• Work to complete:
**a.** Reproduce everything in the dahl recipe from "Dahl has to" down to "your cook on!", swapping "kale" for "spinach".
**b.** Extend the dahl recipe, picking up right after its last sentence.

• Quoted passage:
++++++++++

Dahl has to be one of my go-to’s for a quick, full flavoured, protein and fibre packed meal. I’m a big fan of food that has ‘scoopability’ factor where knives are not needed in the mix! The sautéed kale adds some green goodness and texture and the acidity of the tomatoes cut through the creamy coconut, adding some freshness and bringing the dish to life. Add fresh chillis if you like a little extra fire! Ginger and turmeric are very grounding spices and add a soothing, subtle warmth to your belly.
Dahl freezes well so you can make a big batch and have some ready for those nights you don’t feel like getting your cook on!
prep time: 15 minutes cook time: 30 minutes serves: 4
- 400g red lentils
- 1 medium onion ~ diced
- 4 cloves garlic ~ minced
- 6 leaves of cavolo nero kale (stalks discarded) ~ sliced
- 1 large tomato ~ finely diced
- 5cm piece of fresh ginger root ~ peeled & minced/grated
- 1 tsp Himalayan salt
- pinch of black pepper
- 1 Tbsp ground turmeric
- 1 tsp ground cumin
- 2 tsp ground coriander
- 2 tsp nigella seeds (black onion seeds)
- Small bunch of fresh coriander ~ finely chopped
- 1 Tbsp coconut oil
- 1L water
- 400ml coconut milk
- 2 Tbsp natural unsweetened yogurt (or coconut yogurt if vegan)
- Add most of the coconut oil (save some to sauté the kale!) to a medium/large saucepan over medium heat. Add the garlic, ginger, turmeric, ground coriander, cumin, black pepper and onion. Cook for 3 minutes until onions becomes translucent and the spices smell fragrant. Stir regularly.
- Add the lentils and salt and cover with the water. Bring to the boil and then reduce the heat. Add the coconut milk and let it simmer for 20-25 minutes, stirring occasionally.

++++++++++

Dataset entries
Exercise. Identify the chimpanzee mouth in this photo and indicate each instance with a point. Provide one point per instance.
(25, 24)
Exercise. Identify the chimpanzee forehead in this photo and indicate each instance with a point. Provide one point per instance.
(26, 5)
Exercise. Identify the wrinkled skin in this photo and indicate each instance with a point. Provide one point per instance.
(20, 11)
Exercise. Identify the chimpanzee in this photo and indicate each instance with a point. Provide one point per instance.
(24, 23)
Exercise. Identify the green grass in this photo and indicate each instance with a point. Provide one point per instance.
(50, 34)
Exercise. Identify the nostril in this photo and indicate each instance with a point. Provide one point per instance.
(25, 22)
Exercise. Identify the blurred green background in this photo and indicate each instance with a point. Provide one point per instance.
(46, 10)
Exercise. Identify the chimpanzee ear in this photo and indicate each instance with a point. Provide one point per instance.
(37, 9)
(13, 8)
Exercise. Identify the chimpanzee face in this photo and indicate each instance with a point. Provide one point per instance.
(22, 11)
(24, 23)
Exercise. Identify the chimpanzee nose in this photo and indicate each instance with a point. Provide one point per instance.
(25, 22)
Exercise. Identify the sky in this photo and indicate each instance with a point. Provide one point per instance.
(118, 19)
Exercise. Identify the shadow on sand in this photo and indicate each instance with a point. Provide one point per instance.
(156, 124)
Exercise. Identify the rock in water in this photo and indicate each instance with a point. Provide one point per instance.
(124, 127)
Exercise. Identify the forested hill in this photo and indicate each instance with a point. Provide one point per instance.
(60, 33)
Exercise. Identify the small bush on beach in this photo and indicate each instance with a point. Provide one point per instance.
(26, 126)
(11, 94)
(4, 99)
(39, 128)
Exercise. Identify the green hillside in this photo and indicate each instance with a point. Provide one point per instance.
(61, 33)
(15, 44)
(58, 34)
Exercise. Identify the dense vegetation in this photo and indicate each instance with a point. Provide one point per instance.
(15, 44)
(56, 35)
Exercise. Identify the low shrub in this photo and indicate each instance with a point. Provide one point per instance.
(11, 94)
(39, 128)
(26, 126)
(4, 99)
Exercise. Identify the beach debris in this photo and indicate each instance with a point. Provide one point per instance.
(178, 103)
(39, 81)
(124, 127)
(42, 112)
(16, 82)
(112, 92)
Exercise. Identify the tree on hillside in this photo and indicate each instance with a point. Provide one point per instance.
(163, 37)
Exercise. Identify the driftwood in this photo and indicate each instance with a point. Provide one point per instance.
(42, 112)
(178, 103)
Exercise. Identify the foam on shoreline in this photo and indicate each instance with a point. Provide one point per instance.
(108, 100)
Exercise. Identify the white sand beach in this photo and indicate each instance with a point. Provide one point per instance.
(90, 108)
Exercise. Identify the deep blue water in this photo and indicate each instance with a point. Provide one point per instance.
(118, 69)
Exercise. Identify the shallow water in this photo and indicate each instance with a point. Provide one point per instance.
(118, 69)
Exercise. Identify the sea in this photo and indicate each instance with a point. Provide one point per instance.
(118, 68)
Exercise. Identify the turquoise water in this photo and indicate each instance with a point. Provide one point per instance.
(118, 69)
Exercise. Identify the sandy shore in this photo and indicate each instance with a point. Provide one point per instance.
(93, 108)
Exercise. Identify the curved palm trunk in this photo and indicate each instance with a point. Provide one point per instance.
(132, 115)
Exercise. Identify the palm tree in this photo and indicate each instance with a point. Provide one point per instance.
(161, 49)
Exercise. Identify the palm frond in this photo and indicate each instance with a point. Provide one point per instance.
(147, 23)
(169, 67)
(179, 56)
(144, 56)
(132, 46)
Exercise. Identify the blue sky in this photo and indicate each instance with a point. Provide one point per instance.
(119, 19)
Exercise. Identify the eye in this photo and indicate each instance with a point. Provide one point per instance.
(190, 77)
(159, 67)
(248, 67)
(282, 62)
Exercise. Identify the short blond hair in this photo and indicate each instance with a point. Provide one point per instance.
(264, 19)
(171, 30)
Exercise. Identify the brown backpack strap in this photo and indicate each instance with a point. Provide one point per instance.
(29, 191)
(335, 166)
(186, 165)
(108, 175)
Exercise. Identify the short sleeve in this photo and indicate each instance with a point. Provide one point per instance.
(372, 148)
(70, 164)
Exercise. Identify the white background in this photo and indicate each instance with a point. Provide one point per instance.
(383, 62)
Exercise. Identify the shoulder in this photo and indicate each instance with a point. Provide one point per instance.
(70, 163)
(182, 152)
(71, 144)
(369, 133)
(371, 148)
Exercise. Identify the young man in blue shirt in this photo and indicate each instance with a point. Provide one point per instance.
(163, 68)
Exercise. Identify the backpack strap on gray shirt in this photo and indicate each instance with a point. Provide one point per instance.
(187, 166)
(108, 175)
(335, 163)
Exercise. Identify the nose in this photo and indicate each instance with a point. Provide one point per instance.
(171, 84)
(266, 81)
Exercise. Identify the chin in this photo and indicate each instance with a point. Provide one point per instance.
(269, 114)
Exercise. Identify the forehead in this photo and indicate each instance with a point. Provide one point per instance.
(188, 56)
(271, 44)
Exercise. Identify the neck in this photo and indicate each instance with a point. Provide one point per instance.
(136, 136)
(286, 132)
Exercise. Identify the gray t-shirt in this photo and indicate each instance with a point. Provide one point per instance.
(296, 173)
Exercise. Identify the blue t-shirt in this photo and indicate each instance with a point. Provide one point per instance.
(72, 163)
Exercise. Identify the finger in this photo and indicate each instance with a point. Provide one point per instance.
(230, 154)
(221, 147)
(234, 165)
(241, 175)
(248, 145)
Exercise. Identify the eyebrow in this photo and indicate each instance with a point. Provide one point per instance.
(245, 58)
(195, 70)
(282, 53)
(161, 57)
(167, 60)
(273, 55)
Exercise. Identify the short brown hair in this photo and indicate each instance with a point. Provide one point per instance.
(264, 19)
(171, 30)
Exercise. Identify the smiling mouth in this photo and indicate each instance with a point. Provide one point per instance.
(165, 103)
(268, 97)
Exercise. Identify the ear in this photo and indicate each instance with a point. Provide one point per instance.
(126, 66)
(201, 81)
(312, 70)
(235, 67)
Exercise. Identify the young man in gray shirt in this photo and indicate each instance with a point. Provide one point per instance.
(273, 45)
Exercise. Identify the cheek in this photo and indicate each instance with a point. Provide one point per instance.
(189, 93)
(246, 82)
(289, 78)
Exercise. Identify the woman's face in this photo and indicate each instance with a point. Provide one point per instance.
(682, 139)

++++++++++

• Answer list:
**a.**
Dahl has to be one of my go-to’s for a quick, full flavoured, protein and fibre packed meal. I’m a big fan of food that has ‘scoopability’ factor where knives are not needed in the mix! The sautéed spinach adds some green goodness and texture and the acidity of the tomatoes cut through the creamy coconut, adding some freshness and bringing the dish to life. Add fresh chillis if you like a little extra fire! Ginger and turmeric are very grounding spices and add a soothing, subtle warmth to your belly.
Dahl freezes well so you can make a big batch and have some ready for those nights you don’t feel like getting your cook on!

**b.**
- Then place a small frying pan over medium heat, add the remaining coconut oil and the kale. Cook for 5 minutes and stir regularly.
- Serve up in bowls and top with the tomato, kale, a swirl of yogurt, the fresh corriander and a sprinkle of nigella seeds. Sit back and enjoy!
NUTRITIONAL BROWNIE POINTS
- Numerous studies have shown curcumin, an active constituent of turmeric to exert direct regulative effects on the human gut microbiota. It has the ability to promote growth of the beneficial bacteria such as bifidobacteria and lactobacilli whilst inhibiting growth of pathogenic bacteria.
- Curcumin has also been widely studied for it’s anti inflammatory, antioxidant, antiaging and chemopreventive activities. It’s bioavailability (absorption rate) is enhanced when combined with fats like coconut milk and piperine – an active constituent of black pepper.
- Ravalli, S. Szychlinska, M.A. Musumeci, G. (2018). ‘Recently highlighted nutraceuticles for preventive management of osteoarthritis’, World Journal of Orthopedics, (11), pp.255-261.
- Zam, W. (2018). ‘Gut Microbiota as a Prospective Therapeutic Target for Curcumin: A Review of Mutual Influence’, Journal of Nutrition and Metabolism, 1367984.